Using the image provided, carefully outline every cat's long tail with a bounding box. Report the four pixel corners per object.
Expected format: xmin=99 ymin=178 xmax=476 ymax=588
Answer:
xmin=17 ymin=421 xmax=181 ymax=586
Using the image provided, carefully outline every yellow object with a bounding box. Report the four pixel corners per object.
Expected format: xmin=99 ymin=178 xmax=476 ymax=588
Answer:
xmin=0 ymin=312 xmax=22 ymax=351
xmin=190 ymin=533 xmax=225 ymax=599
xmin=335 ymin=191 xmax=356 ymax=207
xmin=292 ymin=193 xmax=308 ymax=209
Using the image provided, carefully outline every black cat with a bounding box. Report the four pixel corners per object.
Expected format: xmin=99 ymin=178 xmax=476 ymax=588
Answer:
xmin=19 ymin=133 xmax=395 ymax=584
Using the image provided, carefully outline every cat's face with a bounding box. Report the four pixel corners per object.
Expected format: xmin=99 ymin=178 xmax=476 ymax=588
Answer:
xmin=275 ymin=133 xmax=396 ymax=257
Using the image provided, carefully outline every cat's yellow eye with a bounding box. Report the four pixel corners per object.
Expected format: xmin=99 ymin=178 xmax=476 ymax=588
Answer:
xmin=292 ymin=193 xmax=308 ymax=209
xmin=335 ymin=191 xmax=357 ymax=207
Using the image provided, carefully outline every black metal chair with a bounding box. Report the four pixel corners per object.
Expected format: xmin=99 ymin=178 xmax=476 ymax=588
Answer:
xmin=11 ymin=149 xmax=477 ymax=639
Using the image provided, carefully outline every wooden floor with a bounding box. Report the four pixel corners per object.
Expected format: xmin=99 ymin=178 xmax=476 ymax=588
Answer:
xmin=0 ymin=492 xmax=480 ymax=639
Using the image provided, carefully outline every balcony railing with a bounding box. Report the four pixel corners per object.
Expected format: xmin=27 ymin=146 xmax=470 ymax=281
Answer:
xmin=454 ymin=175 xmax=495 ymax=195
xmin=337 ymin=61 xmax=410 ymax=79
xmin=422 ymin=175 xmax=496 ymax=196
────────────────
### Directions for this task:
Please replace "Expected format" with "Required format" in the records from the line with "Using the image provided, carefully outline every cat's yellow" through the end of the records. Give back only those lines, with nothing else changed.

### Solved exercise:
Using the image provided, carefully outline every cat's yellow eye with a bounding box. Report the four pixel corners per object.
Required format: xmin=99 ymin=178 xmax=476 ymax=588
Answer:
xmin=292 ymin=193 xmax=308 ymax=209
xmin=335 ymin=191 xmax=357 ymax=207
Using the image provided, carefully outline every black metal chair with a bounding box. Report the four pixel corners per object.
Required format: xmin=99 ymin=178 xmax=476 ymax=588
Answer:
xmin=11 ymin=149 xmax=477 ymax=639
Using the image provided, carefully outline every wooden floor with a bounding box. Report the four pixel corners per object.
Required format: xmin=99 ymin=178 xmax=476 ymax=588
Answer:
xmin=0 ymin=492 xmax=480 ymax=639
Using the image provided, carefully outline every balcony railing with a bounding box. Report the four pixel corners per object.
Required format: xmin=27 ymin=146 xmax=470 ymax=281
Answer:
xmin=454 ymin=175 xmax=495 ymax=195
xmin=337 ymin=61 xmax=410 ymax=79
xmin=422 ymin=175 xmax=496 ymax=196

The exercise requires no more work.